- _Directives_
1 - In the cram school passage, who claims credit for starting the trend of promoting tutors like celebrities?
2 - Echo the cram school passage word for word, starting at "The schools apply" and ending at "lot of money.".

- _Document extract_

——————

The schools apply a fandom approach to promote tutors, who dress fashionably and are given nicknames like "the Godfather of Science," "Brand-A tutor", "Super tutor" or the "Queen of English." They can be seen on billboards, full-page newspaper ads and TV screens in railway stations or on buses. Some of them have their own teams of stylists, fashion designers and photographers; many have personal web sites. Ken Ng, founder of Modern Education, claims credit for initiating this trend, and for "liberat[ing] the very feudal education system" whilst making a lot of money.

Unlike individual private tutors who advertise on sites such as adpost, kijiji and craiglist, cram schools regularly spend a lot on millions on front pages of papers, on the MTR and on buses. Multimedia techniques are increasingly deployed. To increase yield, once traditional classes are now supplemented by classes transmitted by video feed. Since around 2004, tutors have produced promotional videos for posting to YouTube.

——————

Records of labeled points:
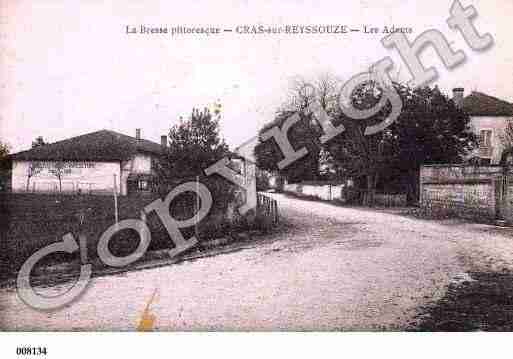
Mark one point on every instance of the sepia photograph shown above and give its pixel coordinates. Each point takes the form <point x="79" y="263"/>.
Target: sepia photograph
<point x="308" y="167"/>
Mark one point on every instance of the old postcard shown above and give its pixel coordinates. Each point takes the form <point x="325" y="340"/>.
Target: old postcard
<point x="245" y="166"/>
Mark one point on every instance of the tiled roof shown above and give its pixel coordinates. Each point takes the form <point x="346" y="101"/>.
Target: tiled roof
<point x="480" y="104"/>
<point x="101" y="145"/>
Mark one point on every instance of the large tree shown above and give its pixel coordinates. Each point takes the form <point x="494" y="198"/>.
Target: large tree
<point x="430" y="129"/>
<point x="304" y="133"/>
<point x="194" y="144"/>
<point x="38" y="141"/>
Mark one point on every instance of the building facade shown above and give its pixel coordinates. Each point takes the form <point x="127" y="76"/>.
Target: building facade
<point x="489" y="117"/>
<point x="94" y="163"/>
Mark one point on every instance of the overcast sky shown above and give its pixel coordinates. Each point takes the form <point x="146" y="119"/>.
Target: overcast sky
<point x="68" y="67"/>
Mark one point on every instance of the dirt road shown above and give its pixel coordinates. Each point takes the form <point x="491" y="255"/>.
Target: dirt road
<point x="335" y="268"/>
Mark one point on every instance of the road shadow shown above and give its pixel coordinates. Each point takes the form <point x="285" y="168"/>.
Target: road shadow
<point x="484" y="303"/>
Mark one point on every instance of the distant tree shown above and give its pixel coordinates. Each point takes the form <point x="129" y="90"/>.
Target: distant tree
<point x="34" y="168"/>
<point x="304" y="133"/>
<point x="59" y="170"/>
<point x="506" y="138"/>
<point x="430" y="129"/>
<point x="194" y="144"/>
<point x="4" y="152"/>
<point x="5" y="165"/>
<point x="39" y="141"/>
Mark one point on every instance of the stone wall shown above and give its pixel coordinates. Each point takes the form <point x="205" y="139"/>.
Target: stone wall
<point x="327" y="192"/>
<point x="461" y="191"/>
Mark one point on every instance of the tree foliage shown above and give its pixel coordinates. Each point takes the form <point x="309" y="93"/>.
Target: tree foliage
<point x="39" y="141"/>
<point x="4" y="152"/>
<point x="430" y="129"/>
<point x="303" y="134"/>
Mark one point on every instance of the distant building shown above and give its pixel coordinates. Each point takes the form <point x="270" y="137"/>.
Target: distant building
<point x="489" y="117"/>
<point x="92" y="163"/>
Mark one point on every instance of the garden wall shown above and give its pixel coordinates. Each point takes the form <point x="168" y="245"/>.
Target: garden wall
<point x="327" y="192"/>
<point x="460" y="190"/>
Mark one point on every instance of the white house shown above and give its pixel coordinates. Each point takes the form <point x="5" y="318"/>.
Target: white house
<point x="489" y="117"/>
<point x="96" y="162"/>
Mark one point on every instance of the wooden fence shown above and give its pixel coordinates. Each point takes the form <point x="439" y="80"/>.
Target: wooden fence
<point x="268" y="208"/>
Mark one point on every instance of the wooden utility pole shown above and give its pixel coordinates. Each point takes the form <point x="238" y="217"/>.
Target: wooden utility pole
<point x="115" y="190"/>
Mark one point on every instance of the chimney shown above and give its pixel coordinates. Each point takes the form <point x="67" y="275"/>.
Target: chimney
<point x="457" y="96"/>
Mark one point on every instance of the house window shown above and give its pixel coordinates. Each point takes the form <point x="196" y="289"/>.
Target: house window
<point x="143" y="185"/>
<point x="485" y="138"/>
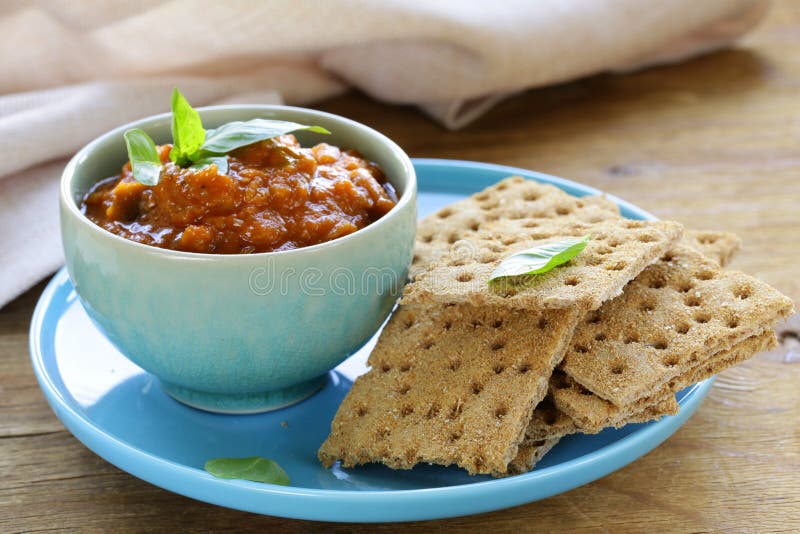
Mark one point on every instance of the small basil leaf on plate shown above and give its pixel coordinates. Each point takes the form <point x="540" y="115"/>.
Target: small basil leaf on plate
<point x="188" y="133"/>
<point x="233" y="135"/>
<point x="538" y="260"/>
<point x="144" y="158"/>
<point x="255" y="468"/>
<point x="220" y="161"/>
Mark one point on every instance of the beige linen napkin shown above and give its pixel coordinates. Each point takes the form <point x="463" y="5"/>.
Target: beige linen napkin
<point x="72" y="70"/>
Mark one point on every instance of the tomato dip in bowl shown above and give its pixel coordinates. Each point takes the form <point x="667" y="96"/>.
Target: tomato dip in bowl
<point x="240" y="290"/>
<point x="275" y="195"/>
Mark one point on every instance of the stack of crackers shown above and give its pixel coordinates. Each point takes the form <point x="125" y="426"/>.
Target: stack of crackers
<point x="490" y="378"/>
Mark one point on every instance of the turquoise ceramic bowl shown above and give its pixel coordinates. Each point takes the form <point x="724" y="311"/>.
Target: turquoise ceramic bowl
<point x="240" y="333"/>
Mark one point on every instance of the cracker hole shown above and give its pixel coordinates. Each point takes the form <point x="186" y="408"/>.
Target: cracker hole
<point x="603" y="251"/>
<point x="616" y="266"/>
<point x="742" y="292"/>
<point x="692" y="301"/>
<point x="702" y="318"/>
<point x="464" y="277"/>
<point x="705" y="275"/>
<point x="632" y="224"/>
<point x="445" y="213"/>
<point x="646" y="238"/>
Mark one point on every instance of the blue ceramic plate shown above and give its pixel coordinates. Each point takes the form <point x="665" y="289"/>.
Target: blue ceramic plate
<point x="121" y="413"/>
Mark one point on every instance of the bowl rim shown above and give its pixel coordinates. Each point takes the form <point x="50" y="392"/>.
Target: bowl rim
<point x="69" y="204"/>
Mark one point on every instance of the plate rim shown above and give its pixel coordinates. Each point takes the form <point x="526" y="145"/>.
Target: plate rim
<point x="490" y="494"/>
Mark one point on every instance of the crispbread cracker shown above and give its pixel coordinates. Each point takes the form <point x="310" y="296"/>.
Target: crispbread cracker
<point x="591" y="413"/>
<point x="527" y="202"/>
<point x="617" y="252"/>
<point x="667" y="319"/>
<point x="529" y="455"/>
<point x="451" y="385"/>
<point x="726" y="359"/>
<point x="718" y="246"/>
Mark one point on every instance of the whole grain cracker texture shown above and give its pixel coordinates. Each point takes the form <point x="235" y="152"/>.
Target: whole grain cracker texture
<point x="718" y="246"/>
<point x="676" y="313"/>
<point x="454" y="385"/>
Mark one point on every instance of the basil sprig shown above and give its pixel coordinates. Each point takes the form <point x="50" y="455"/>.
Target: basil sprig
<point x="255" y="468"/>
<point x="539" y="260"/>
<point x="144" y="158"/>
<point x="194" y="147"/>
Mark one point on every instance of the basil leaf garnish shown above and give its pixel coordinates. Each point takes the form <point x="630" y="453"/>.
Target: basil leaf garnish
<point x="233" y="135"/>
<point x="539" y="260"/>
<point x="255" y="468"/>
<point x="220" y="161"/>
<point x="188" y="133"/>
<point x="193" y="146"/>
<point x="144" y="158"/>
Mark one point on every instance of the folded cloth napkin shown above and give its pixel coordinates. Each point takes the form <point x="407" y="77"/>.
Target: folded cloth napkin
<point x="72" y="70"/>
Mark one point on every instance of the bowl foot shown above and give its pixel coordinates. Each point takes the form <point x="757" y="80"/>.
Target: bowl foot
<point x="244" y="403"/>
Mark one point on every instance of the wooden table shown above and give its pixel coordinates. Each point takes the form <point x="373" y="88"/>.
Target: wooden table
<point x="714" y="143"/>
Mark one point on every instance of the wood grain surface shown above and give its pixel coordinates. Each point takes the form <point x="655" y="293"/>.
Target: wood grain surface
<point x="714" y="143"/>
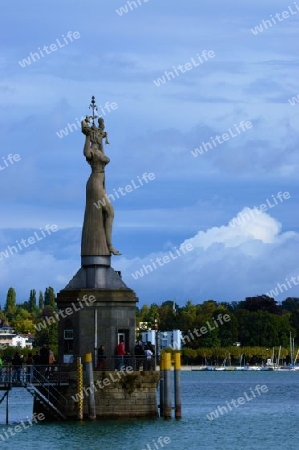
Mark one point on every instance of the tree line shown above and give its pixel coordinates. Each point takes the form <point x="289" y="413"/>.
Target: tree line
<point x="256" y="322"/>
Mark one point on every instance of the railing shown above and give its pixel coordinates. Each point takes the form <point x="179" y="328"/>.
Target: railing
<point x="20" y="375"/>
<point x="59" y="373"/>
<point x="136" y="363"/>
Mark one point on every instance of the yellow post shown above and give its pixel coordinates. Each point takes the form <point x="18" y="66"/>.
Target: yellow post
<point x="80" y="388"/>
<point x="162" y="385"/>
<point x="90" y="383"/>
<point x="177" y="385"/>
<point x="167" y="385"/>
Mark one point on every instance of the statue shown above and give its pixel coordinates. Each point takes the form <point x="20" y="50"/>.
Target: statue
<point x="98" y="221"/>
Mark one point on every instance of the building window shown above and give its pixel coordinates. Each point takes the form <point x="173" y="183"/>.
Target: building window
<point x="68" y="335"/>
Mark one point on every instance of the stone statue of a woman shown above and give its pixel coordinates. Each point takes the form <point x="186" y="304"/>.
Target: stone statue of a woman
<point x="98" y="220"/>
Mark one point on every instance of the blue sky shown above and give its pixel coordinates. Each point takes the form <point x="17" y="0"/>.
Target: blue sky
<point x="153" y="130"/>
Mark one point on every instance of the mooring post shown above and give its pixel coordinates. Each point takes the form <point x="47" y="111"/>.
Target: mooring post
<point x="177" y="385"/>
<point x="162" y="385"/>
<point x="167" y="385"/>
<point x="80" y="388"/>
<point x="7" y="406"/>
<point x="90" y="383"/>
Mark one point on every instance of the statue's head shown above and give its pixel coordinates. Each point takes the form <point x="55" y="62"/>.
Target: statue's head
<point x="101" y="122"/>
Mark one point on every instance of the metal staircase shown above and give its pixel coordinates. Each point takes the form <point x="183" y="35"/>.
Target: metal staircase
<point x="44" y="391"/>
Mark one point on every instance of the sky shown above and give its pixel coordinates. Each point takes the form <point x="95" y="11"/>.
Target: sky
<point x="201" y="97"/>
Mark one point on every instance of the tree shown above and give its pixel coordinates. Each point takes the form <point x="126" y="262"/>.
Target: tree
<point x="50" y="297"/>
<point x="10" y="305"/>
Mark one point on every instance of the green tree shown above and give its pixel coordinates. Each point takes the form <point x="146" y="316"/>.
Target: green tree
<point x="50" y="297"/>
<point x="10" y="305"/>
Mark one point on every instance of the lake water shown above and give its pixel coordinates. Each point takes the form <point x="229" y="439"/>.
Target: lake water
<point x="268" y="420"/>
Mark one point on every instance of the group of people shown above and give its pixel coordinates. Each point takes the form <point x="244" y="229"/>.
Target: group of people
<point x="144" y="356"/>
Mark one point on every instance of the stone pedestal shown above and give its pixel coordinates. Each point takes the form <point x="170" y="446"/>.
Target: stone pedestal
<point x="98" y="309"/>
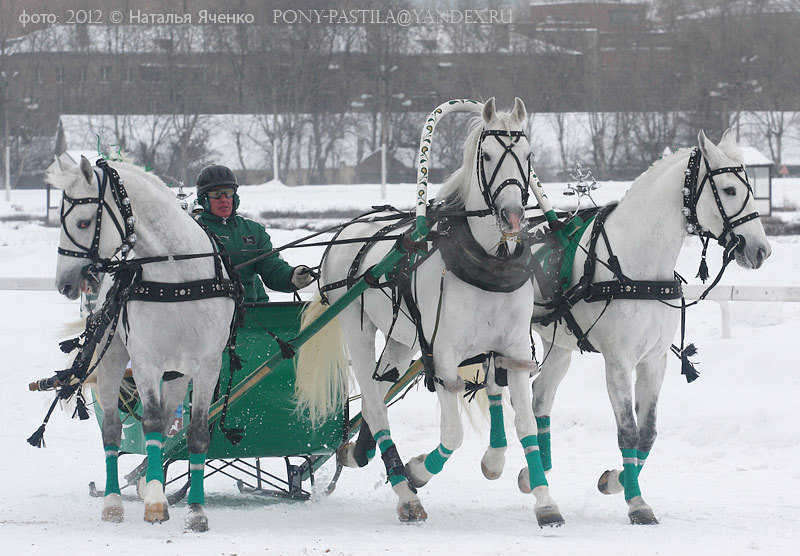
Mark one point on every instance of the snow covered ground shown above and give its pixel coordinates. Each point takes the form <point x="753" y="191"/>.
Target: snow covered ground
<point x="722" y="477"/>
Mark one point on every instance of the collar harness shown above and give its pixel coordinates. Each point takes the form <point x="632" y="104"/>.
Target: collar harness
<point x="129" y="285"/>
<point x="560" y="303"/>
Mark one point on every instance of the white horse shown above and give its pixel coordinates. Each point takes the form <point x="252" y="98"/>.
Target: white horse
<point x="646" y="232"/>
<point x="187" y="336"/>
<point x="470" y="321"/>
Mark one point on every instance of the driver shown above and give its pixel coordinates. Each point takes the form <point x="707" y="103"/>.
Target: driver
<point x="216" y="193"/>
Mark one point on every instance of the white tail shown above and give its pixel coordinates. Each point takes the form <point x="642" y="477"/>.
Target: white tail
<point x="323" y="378"/>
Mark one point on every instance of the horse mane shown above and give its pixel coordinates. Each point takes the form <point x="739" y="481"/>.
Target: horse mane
<point x="64" y="178"/>
<point x="453" y="193"/>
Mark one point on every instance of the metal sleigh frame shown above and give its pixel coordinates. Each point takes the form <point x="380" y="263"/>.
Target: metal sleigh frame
<point x="251" y="477"/>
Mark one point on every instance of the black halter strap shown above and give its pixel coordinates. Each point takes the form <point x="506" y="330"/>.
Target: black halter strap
<point x="692" y="190"/>
<point x="108" y="180"/>
<point x="486" y="185"/>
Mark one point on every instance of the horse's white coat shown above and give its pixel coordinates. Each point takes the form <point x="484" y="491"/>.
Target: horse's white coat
<point x="646" y="232"/>
<point x="472" y="321"/>
<point x="187" y="337"/>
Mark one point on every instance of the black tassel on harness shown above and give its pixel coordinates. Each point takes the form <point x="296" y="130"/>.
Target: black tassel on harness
<point x="37" y="439"/>
<point x="69" y="345"/>
<point x="80" y="407"/>
<point x="687" y="367"/>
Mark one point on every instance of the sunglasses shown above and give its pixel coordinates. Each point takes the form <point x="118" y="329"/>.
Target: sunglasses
<point x="226" y="192"/>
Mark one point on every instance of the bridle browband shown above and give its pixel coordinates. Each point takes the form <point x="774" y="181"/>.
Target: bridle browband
<point x="486" y="185"/>
<point x="109" y="180"/>
<point x="691" y="195"/>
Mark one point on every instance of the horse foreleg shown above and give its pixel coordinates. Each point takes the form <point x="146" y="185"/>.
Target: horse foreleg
<point x="554" y="368"/>
<point x="197" y="440"/>
<point x="109" y="378"/>
<point x="155" y="502"/>
<point x="618" y="381"/>
<point x="546" y="509"/>
<point x="422" y="468"/>
<point x="494" y="458"/>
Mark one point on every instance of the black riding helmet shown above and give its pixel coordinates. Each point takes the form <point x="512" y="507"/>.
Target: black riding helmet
<point x="213" y="176"/>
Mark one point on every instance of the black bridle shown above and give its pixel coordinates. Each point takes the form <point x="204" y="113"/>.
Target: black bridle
<point x="109" y="180"/>
<point x="486" y="185"/>
<point x="691" y="195"/>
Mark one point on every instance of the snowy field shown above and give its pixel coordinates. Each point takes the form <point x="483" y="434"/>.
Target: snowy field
<point x="722" y="478"/>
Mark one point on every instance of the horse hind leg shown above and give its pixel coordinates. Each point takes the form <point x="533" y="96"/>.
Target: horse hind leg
<point x="554" y="369"/>
<point x="546" y="509"/>
<point x="197" y="441"/>
<point x="396" y="356"/>
<point x="109" y="378"/>
<point x="361" y="343"/>
<point x="494" y="458"/>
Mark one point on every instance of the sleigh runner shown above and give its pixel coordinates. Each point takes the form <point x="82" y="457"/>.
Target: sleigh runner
<point x="448" y="247"/>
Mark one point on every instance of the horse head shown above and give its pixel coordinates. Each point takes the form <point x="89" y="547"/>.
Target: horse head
<point x="503" y="164"/>
<point x="725" y="206"/>
<point x="83" y="242"/>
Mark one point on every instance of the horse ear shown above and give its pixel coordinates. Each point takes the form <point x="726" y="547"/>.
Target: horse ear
<point x="728" y="137"/>
<point x="489" y="110"/>
<point x="707" y="148"/>
<point x="519" y="111"/>
<point x="86" y="169"/>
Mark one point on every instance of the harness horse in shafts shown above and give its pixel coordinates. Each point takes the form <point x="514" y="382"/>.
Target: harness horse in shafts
<point x="615" y="307"/>
<point x="184" y="331"/>
<point x="459" y="319"/>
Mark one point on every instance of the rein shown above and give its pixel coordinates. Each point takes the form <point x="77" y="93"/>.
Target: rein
<point x="623" y="287"/>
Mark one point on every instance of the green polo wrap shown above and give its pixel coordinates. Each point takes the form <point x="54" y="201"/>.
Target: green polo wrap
<point x="543" y="436"/>
<point x="497" y="433"/>
<point x="630" y="473"/>
<point x="197" y="493"/>
<point x="384" y="441"/>
<point x="112" y="471"/>
<point x="153" y="445"/>
<point x="434" y="462"/>
<point x="535" y="471"/>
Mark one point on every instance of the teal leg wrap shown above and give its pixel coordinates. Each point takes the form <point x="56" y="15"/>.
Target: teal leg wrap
<point x="543" y="436"/>
<point x="497" y="434"/>
<point x="112" y="472"/>
<point x="389" y="453"/>
<point x="153" y="446"/>
<point x="630" y="473"/>
<point x="436" y="459"/>
<point x="535" y="470"/>
<point x="197" y="494"/>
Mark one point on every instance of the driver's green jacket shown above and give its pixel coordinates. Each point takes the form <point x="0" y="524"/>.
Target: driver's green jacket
<point x="238" y="235"/>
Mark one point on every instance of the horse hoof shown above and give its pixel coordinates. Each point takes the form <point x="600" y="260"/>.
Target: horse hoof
<point x="609" y="482"/>
<point x="113" y="512"/>
<point x="141" y="487"/>
<point x="156" y="513"/>
<point x="411" y="512"/>
<point x="642" y="516"/>
<point x="492" y="463"/>
<point x="549" y="516"/>
<point x="196" y="519"/>
<point x="413" y="478"/>
<point x="524" y="482"/>
<point x="344" y="455"/>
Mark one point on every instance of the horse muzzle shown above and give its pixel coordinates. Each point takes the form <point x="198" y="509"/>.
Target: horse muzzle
<point x="511" y="220"/>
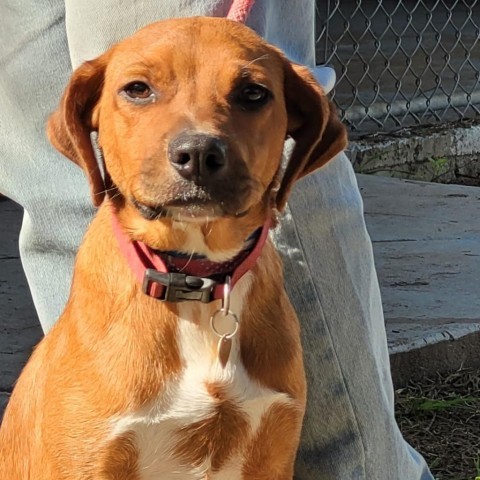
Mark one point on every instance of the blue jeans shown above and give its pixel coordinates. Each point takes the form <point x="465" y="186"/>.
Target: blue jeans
<point x="350" y="430"/>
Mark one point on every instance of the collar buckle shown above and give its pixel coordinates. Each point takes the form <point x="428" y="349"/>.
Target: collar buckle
<point x="178" y="287"/>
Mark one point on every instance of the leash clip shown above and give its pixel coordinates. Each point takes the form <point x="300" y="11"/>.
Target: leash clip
<point x="177" y="287"/>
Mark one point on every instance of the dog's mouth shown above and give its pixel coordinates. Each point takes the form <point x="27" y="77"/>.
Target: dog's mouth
<point x="187" y="210"/>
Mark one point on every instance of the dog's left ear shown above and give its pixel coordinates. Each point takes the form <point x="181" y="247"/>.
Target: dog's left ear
<point x="314" y="125"/>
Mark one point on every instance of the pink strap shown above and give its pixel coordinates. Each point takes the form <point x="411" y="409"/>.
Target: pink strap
<point x="140" y="258"/>
<point x="239" y="10"/>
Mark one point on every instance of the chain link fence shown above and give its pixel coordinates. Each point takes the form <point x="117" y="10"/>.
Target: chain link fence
<point x="401" y="63"/>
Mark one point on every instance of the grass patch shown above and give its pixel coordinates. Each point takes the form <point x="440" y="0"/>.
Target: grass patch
<point x="440" y="417"/>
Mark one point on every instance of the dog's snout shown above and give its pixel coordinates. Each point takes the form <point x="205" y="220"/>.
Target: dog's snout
<point x="198" y="157"/>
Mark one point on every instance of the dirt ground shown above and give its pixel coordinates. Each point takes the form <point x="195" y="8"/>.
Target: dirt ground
<point x="440" y="417"/>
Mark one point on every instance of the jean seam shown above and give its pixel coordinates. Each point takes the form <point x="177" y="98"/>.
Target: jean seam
<point x="330" y="337"/>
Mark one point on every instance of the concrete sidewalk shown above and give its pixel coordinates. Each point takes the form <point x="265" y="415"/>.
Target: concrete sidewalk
<point x="426" y="240"/>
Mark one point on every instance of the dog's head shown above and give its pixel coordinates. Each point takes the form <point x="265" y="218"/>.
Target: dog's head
<point x="192" y="115"/>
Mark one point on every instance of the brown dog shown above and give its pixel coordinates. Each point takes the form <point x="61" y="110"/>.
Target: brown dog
<point x="177" y="378"/>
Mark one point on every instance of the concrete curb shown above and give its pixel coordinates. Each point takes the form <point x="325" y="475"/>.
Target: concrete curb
<point x="444" y="153"/>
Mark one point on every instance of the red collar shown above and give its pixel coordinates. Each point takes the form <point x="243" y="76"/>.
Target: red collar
<point x="192" y="279"/>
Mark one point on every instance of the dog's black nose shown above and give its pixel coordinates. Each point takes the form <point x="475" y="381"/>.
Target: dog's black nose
<point x="198" y="157"/>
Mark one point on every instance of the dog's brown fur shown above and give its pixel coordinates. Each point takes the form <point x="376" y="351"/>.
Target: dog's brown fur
<point x="114" y="350"/>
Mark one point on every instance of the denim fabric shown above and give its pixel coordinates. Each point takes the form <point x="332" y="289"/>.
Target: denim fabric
<point x="350" y="430"/>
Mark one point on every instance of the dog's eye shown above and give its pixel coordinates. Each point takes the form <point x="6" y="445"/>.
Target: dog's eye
<point x="253" y="96"/>
<point x="137" y="91"/>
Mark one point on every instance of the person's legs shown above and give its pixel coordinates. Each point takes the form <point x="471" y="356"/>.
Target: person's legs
<point x="34" y="69"/>
<point x="350" y="432"/>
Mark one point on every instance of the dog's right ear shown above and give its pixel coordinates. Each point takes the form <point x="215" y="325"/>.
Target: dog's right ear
<point x="70" y="125"/>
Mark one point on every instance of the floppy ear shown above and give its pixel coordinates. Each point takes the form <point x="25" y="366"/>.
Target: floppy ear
<point x="314" y="125"/>
<point x="70" y="125"/>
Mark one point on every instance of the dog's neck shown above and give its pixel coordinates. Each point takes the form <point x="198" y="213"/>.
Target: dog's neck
<point x="178" y="277"/>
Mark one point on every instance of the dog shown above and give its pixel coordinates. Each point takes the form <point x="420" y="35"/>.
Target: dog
<point x="178" y="355"/>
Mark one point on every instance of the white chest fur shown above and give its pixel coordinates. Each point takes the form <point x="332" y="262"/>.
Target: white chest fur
<point x="188" y="401"/>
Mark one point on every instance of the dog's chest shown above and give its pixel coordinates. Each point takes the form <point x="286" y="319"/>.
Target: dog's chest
<point x="201" y="424"/>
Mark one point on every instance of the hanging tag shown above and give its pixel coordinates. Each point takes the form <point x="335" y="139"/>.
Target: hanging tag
<point x="224" y="348"/>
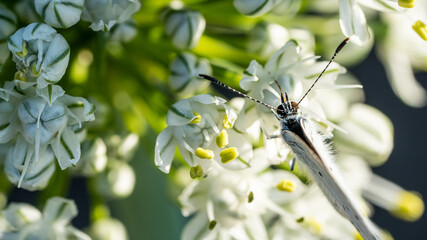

——————

- _Outputs by task_
1 - Ken Ng, founder of Modern Education.

2 -
The schools apply a fandom approach to promote tutors, who dress fashionably and are given nicknames like "the Godfather of Science," "Brand-A tutor", "Super tutor" or the "Queen of English." They can be seen on billboards, full-page newspaper ads and TV screens in railway stations or on buses. Some of them have their own teams of stylists, fashion designers and photographers; many have personal web sites. Ken Ng, founder of Modern Education, claims credit for initiating this trend, and for "liberat[ing] the very feudal education system" whilst making a lot of money.